— START OF Task data —

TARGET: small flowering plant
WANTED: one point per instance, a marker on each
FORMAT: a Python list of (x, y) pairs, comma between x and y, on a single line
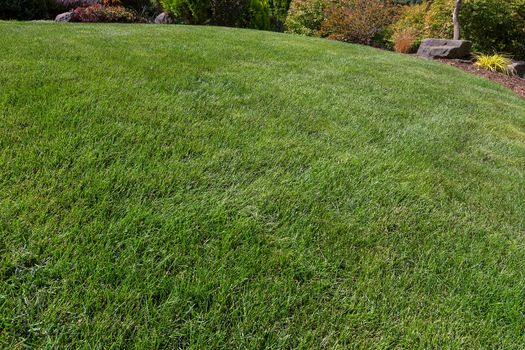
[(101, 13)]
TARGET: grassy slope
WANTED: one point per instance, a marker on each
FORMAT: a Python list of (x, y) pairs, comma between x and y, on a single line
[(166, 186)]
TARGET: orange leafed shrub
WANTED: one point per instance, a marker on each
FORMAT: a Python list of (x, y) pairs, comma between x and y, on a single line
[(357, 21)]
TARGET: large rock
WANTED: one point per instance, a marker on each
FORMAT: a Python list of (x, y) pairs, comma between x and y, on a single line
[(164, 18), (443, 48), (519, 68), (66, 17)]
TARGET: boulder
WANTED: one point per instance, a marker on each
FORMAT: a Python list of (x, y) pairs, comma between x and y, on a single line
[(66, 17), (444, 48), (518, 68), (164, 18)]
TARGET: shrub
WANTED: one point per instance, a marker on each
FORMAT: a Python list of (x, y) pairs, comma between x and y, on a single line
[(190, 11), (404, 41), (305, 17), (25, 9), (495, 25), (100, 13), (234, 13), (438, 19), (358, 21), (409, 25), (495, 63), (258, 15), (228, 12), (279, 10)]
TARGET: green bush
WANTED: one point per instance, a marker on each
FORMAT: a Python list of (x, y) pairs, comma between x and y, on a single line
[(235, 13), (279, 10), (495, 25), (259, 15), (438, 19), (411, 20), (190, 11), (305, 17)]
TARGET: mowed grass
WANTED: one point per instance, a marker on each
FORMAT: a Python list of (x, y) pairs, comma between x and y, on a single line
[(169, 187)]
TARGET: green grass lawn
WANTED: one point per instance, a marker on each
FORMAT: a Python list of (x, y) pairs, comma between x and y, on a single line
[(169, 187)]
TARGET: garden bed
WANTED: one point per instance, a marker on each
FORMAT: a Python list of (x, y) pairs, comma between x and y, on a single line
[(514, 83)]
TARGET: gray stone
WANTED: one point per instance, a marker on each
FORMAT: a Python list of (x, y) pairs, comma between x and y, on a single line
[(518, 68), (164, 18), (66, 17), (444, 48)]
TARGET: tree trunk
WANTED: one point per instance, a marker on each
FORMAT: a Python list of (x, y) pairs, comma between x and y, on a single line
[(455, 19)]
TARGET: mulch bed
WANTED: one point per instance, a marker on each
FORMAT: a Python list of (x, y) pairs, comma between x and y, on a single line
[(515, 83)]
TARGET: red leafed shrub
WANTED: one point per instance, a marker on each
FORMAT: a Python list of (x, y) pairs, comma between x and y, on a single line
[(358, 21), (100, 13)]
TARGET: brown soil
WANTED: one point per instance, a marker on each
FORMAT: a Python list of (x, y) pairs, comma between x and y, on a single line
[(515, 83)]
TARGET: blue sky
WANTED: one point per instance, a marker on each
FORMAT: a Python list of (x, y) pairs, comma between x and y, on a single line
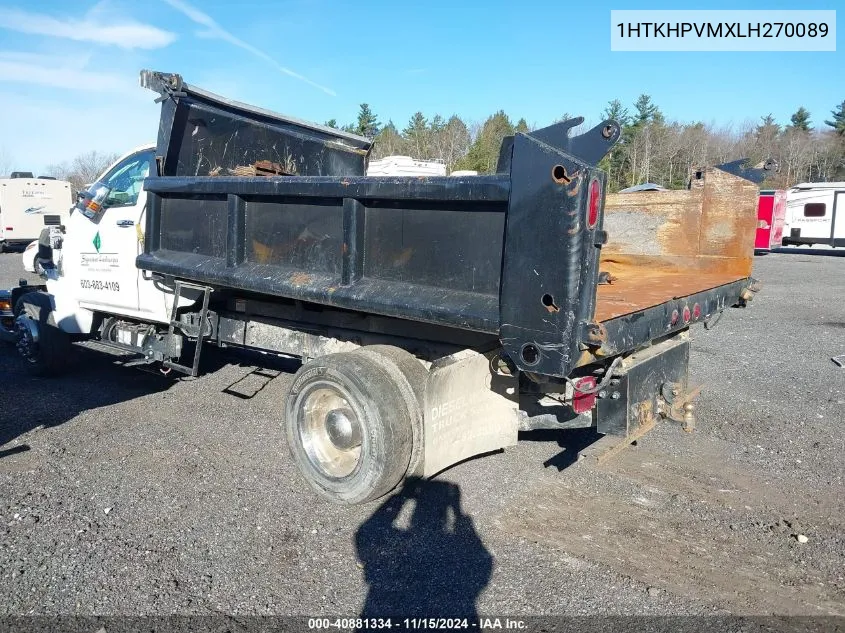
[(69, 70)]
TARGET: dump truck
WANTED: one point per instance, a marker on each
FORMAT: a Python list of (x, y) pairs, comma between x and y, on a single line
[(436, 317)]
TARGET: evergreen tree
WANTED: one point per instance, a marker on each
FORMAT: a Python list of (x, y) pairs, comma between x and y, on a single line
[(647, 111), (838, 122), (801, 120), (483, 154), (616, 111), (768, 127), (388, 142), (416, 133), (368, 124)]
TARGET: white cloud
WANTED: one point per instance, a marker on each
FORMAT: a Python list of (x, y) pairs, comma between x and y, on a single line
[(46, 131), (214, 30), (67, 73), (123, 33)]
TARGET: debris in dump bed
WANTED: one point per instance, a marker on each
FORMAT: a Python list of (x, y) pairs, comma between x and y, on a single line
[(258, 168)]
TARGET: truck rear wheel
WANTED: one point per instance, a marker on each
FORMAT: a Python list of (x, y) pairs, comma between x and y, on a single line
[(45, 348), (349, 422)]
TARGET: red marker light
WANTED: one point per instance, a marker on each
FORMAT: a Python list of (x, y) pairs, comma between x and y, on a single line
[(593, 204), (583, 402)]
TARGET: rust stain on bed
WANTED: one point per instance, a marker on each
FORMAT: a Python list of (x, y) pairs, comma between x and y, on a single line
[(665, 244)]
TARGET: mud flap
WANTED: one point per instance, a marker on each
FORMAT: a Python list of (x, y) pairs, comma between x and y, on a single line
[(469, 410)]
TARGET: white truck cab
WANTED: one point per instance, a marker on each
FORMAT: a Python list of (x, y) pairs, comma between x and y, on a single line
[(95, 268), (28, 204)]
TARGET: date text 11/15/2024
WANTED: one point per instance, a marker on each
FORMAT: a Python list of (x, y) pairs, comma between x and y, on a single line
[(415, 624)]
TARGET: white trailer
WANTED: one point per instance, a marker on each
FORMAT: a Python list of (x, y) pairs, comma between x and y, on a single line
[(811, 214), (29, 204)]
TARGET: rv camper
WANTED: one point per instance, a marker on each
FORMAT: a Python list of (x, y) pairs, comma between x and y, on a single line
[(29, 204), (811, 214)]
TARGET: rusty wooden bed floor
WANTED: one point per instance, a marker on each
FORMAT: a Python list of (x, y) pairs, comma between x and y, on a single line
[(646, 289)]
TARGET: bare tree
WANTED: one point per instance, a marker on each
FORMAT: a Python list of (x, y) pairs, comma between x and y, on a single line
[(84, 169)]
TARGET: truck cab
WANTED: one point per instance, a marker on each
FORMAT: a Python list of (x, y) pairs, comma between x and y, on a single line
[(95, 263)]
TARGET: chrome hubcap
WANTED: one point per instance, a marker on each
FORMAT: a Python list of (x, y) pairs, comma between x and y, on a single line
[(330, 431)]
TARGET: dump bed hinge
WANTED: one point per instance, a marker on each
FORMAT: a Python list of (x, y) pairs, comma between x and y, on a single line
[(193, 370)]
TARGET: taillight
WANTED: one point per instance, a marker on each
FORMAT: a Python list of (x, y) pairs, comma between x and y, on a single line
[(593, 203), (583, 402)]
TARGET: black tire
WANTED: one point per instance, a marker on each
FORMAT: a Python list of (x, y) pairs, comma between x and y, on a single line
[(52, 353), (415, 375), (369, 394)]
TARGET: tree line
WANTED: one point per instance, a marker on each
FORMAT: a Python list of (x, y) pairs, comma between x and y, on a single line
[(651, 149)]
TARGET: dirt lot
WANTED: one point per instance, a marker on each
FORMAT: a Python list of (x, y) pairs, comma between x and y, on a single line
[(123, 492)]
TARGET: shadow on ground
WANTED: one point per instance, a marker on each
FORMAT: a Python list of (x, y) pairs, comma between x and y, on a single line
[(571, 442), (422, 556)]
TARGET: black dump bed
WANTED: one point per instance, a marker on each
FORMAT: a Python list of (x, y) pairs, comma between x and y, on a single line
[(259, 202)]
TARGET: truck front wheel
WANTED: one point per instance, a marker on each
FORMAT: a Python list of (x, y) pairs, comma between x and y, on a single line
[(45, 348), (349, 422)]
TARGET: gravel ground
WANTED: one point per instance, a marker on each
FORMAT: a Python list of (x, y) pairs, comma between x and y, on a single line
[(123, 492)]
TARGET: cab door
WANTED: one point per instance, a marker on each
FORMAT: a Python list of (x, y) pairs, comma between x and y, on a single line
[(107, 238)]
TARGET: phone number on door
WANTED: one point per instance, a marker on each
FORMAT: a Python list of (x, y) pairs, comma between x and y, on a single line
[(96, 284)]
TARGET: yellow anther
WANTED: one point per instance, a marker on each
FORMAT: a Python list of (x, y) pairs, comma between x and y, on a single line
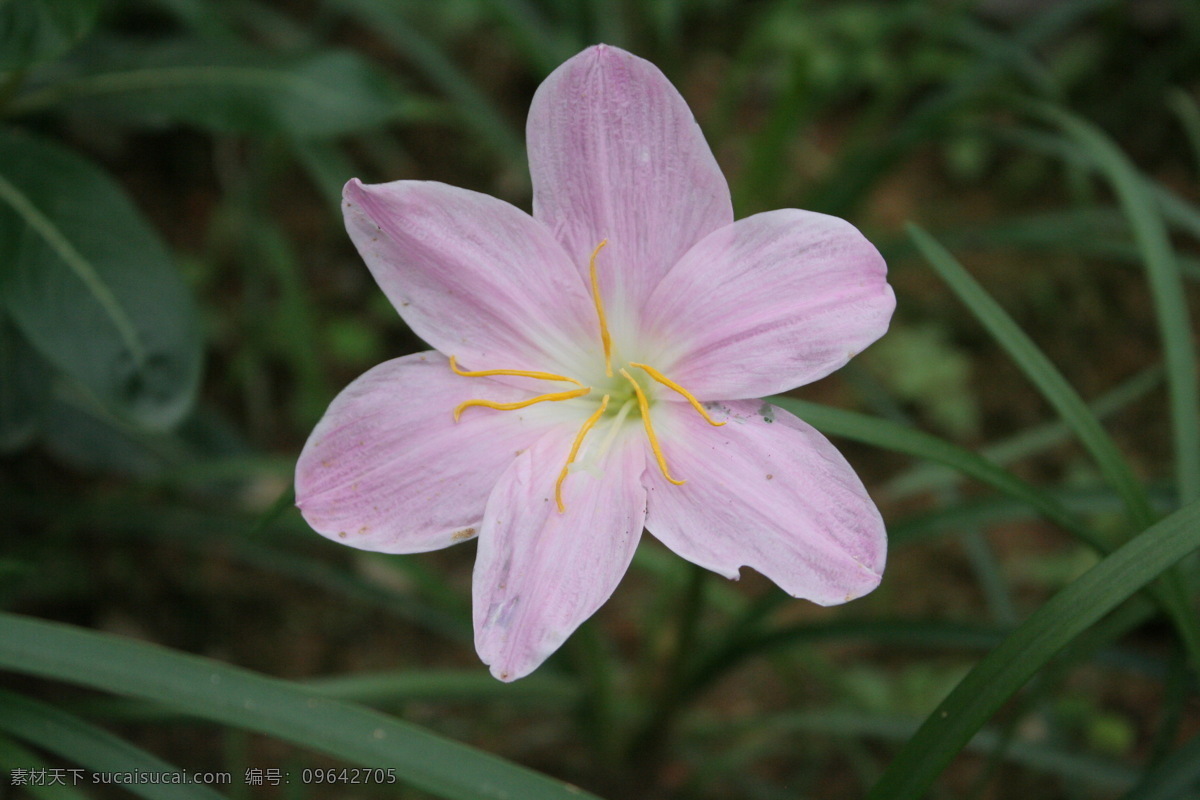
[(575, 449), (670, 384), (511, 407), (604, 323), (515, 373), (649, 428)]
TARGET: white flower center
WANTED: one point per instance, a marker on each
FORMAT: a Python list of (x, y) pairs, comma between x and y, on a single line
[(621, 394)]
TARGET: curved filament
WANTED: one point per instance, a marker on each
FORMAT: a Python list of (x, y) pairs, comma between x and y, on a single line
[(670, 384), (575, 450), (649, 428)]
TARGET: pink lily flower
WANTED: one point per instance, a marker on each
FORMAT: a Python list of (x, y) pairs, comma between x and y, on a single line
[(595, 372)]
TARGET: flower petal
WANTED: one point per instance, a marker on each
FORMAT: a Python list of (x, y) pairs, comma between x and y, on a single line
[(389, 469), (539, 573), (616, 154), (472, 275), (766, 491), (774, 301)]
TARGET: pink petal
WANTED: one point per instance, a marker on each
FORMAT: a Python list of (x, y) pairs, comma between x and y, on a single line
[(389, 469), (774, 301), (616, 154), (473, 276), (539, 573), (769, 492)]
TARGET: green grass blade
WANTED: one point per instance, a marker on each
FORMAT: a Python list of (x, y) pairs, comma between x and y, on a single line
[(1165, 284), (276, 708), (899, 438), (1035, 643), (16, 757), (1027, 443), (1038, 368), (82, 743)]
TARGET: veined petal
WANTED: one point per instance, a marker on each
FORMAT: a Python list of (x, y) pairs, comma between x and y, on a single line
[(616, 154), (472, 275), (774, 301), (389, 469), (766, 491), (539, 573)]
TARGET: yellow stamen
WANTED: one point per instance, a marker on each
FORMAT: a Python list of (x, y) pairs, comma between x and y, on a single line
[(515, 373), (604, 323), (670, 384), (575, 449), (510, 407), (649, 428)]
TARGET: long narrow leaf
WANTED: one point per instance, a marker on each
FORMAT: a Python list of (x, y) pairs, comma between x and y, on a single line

— END OF Task data —

Exercise details: Starting with the line that contains "TARGET: pink petal", repeat each line through the last one exactly as it appears. Include both ends and nothing more.

Written response:
TARGET: pink petal
WANTED: one point per instance, a marker on each
FORMAT: a Python list of (x, y) pairs, comma between x and y, on a single line
[(389, 469), (774, 301), (616, 154), (473, 276), (539, 573), (769, 492)]
TARGET: green grass blade
WANTED: one point per instance, a marker on each
FORMAT: a Python list of (x, y) pairs, comma between x and y, on a single line
[(1165, 284), (276, 708), (899, 438), (1035, 643), (16, 757), (1027, 443), (1038, 368), (82, 743)]
TARGET: veined petal
WANTED: one point per instance, a marker on each
FORMAT: a Python list of (x, y) pairs, comma between x and y, on a single line
[(616, 154), (472, 275), (774, 301), (389, 469), (766, 491), (539, 573)]
TARGET: yellow stamen
WANTED: one point per instance, a marker on each
FORMAT: a Python list of (x, y) pairs, comma between x and y, on a single line
[(515, 373), (604, 323), (670, 384), (575, 449), (510, 407), (649, 428)]
TARGET: long narrow leaf
WANTED: one point per instance, a marker on each
FORMAT: a Python list of (x, y) pairs, comma between x and y, on a single line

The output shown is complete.